#### Data excerpts
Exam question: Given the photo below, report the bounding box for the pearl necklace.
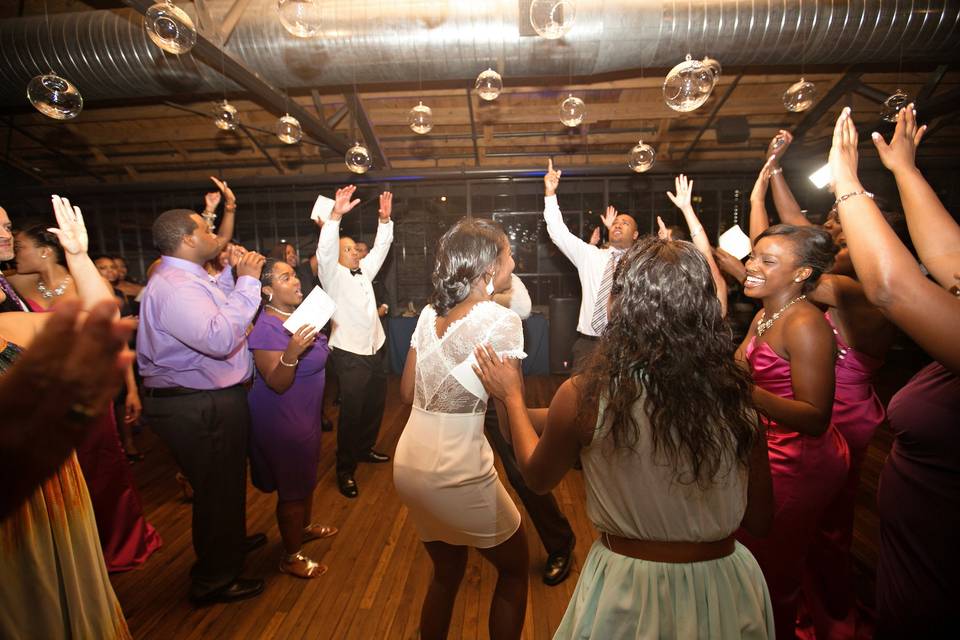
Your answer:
[37,275,70,300]
[263,304,293,318]
[757,295,807,338]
########
# [Exercise]
Quote the listing above word for word, omitting the picture from your answer.

# [Written answer]
Exam question: Given the photo below, report the bounding box for the pearl necklace.
Your answer:
[37,275,70,300]
[263,304,293,318]
[757,295,807,338]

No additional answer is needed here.